## YOUR ASSIGNMENT
In the entries below, count every line with the string "please". State the count and nothing else.

## PROVIDED ENTRIES
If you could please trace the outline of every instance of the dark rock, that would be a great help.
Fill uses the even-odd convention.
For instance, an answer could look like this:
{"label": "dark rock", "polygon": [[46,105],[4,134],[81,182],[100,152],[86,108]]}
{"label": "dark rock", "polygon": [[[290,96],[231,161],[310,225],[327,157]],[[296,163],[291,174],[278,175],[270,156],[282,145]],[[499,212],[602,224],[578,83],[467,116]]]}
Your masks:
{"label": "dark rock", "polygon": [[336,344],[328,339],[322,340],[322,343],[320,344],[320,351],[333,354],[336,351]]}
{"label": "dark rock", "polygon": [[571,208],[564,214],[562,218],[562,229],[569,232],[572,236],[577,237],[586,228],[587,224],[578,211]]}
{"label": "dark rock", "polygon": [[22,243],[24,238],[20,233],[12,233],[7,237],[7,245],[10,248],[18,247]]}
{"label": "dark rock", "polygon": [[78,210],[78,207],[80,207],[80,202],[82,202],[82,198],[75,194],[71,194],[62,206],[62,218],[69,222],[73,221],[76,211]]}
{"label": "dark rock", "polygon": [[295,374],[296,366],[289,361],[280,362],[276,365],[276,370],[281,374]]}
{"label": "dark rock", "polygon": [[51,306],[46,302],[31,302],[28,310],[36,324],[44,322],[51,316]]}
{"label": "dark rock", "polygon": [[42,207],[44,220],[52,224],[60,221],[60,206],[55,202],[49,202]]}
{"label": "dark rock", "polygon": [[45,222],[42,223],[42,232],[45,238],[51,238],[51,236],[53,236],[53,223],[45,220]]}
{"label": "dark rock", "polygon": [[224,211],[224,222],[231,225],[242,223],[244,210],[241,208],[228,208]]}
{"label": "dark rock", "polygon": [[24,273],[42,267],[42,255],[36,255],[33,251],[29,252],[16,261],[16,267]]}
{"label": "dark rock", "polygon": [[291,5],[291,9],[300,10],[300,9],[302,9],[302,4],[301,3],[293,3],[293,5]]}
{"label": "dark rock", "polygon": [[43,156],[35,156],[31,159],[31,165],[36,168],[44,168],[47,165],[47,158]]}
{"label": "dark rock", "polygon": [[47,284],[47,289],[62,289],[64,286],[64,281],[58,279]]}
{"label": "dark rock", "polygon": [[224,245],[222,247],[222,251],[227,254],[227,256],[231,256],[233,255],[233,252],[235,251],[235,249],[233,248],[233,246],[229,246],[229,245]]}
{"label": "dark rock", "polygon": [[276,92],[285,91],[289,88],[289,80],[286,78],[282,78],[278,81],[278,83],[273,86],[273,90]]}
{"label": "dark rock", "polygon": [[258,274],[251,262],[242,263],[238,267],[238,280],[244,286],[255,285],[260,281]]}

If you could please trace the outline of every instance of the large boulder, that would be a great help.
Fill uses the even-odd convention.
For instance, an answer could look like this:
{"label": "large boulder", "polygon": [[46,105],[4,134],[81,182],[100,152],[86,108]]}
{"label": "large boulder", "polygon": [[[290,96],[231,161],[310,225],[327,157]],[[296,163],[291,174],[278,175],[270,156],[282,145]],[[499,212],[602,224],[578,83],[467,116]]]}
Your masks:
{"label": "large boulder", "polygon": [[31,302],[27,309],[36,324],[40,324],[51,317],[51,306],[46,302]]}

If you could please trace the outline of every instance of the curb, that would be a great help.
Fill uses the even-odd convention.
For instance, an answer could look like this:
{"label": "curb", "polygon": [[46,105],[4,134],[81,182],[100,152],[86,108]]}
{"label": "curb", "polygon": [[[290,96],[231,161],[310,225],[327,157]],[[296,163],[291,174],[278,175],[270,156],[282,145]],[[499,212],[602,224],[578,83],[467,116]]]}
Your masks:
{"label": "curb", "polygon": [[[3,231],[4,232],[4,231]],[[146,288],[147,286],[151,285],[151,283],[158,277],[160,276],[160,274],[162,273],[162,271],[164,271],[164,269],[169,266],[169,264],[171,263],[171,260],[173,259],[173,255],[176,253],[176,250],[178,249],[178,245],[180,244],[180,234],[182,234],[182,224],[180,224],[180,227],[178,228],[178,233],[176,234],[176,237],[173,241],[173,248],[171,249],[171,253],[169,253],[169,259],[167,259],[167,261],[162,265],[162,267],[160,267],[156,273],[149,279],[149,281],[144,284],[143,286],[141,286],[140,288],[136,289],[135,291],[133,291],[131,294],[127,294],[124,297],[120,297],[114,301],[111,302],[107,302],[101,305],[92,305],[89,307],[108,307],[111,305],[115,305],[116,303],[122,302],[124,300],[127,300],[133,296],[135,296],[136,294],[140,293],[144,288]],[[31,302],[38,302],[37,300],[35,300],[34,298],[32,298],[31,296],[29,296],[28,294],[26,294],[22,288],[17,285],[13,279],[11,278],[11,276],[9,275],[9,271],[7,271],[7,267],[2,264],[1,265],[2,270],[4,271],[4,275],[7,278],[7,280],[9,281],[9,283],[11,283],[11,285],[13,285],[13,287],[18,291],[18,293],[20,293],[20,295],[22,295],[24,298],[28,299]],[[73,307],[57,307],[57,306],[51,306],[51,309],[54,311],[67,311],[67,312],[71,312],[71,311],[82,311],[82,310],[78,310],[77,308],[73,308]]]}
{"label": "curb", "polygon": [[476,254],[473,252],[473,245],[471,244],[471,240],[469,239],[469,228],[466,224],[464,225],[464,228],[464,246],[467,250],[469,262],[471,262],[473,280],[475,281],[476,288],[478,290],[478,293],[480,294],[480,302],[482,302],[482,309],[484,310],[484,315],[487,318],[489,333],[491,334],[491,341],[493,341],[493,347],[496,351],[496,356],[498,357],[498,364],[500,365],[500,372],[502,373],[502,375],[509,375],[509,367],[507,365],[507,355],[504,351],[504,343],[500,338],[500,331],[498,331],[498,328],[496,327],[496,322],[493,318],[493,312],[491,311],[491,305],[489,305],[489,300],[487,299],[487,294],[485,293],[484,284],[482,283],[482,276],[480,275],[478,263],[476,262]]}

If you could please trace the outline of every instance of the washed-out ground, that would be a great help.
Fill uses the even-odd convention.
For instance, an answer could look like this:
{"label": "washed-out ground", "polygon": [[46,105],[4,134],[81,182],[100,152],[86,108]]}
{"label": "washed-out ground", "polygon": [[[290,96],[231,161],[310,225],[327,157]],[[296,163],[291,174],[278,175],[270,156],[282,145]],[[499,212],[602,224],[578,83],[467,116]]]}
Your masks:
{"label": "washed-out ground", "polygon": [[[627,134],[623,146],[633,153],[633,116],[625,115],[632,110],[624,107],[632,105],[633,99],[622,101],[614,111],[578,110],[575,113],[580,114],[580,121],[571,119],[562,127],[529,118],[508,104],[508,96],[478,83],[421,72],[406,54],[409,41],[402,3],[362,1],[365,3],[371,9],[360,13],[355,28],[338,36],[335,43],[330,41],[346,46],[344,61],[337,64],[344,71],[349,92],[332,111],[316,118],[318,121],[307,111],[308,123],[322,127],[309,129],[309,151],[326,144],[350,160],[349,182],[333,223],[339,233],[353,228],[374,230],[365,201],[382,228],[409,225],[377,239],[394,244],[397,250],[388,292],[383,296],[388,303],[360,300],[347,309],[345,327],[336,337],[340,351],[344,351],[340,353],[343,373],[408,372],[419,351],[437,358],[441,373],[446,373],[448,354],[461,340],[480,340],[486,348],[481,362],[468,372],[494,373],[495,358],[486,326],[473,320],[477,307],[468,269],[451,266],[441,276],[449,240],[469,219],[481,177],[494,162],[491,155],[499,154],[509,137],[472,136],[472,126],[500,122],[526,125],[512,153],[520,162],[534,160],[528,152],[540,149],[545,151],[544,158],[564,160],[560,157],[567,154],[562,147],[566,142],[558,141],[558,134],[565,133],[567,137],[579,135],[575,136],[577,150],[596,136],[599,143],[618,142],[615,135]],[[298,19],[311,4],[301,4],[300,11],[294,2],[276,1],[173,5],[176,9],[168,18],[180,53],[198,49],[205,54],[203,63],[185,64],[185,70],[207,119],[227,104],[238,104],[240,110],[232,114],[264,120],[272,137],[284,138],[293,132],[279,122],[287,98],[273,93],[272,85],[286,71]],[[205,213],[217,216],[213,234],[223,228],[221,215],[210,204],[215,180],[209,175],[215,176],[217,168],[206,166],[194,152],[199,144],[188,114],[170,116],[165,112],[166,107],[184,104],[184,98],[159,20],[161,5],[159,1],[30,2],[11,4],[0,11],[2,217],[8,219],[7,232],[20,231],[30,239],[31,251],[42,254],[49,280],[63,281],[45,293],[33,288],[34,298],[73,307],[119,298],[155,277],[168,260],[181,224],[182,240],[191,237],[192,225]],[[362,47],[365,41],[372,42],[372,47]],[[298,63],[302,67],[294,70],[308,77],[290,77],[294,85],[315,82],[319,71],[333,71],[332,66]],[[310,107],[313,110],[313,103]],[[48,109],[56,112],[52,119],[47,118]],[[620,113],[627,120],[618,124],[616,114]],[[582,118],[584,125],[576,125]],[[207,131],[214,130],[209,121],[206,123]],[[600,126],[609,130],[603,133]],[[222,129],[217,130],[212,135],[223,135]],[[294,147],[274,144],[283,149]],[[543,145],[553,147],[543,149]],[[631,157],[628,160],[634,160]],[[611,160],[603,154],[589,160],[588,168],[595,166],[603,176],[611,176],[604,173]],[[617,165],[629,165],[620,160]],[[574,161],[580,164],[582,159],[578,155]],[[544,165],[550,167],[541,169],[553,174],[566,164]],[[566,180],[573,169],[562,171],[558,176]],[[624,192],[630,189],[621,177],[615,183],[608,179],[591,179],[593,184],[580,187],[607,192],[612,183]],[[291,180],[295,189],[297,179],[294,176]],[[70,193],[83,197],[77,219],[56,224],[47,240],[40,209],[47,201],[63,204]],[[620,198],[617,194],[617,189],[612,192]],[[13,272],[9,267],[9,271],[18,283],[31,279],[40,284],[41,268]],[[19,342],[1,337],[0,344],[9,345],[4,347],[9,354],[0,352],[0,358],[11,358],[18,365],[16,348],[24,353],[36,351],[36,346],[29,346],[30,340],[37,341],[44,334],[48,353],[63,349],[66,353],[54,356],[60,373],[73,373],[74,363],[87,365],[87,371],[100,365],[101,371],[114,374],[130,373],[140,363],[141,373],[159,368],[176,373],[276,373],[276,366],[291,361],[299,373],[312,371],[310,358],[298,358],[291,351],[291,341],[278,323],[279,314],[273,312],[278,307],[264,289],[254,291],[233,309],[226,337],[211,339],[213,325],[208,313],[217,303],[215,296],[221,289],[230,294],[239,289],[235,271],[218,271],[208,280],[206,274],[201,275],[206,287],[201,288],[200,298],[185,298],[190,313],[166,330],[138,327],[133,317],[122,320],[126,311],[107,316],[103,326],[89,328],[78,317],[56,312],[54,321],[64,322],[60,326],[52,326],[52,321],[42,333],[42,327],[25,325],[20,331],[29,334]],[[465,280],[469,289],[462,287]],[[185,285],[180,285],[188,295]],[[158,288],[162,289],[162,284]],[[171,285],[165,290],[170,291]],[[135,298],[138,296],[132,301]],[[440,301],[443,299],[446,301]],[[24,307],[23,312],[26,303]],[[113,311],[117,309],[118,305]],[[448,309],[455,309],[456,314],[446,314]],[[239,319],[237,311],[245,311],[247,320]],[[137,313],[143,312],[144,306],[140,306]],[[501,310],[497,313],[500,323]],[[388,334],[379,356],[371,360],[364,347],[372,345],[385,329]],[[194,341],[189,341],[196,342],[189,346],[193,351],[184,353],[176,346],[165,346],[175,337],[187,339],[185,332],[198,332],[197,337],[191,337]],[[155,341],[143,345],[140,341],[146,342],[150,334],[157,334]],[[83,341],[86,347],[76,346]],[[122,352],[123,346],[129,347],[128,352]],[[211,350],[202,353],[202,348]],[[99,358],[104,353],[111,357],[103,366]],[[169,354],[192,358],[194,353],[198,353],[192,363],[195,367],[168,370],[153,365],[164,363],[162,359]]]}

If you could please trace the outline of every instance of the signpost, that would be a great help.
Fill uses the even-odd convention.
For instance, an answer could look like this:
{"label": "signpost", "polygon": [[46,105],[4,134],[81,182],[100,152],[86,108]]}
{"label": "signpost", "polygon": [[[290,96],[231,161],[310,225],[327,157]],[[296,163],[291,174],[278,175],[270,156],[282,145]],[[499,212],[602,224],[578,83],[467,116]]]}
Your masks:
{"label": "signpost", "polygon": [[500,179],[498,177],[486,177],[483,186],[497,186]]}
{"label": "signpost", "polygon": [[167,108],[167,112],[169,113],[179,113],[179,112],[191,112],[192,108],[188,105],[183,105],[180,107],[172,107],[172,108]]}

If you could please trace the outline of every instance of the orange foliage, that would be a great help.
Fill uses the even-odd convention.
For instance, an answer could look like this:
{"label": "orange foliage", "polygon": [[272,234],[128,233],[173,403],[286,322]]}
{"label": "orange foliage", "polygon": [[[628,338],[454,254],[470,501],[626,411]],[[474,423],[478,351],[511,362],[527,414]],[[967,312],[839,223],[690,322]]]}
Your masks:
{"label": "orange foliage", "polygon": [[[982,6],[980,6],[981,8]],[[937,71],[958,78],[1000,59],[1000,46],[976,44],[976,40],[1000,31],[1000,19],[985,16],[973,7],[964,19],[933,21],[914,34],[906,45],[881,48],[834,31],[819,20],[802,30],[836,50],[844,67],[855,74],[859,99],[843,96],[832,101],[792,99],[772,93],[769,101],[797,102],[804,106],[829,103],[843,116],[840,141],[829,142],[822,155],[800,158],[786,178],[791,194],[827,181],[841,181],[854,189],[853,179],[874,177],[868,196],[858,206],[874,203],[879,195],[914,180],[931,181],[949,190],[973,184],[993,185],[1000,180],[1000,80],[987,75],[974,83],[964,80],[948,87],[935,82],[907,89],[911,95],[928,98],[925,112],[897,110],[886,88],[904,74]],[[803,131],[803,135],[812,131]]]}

## EXERCISE SOLUTION
6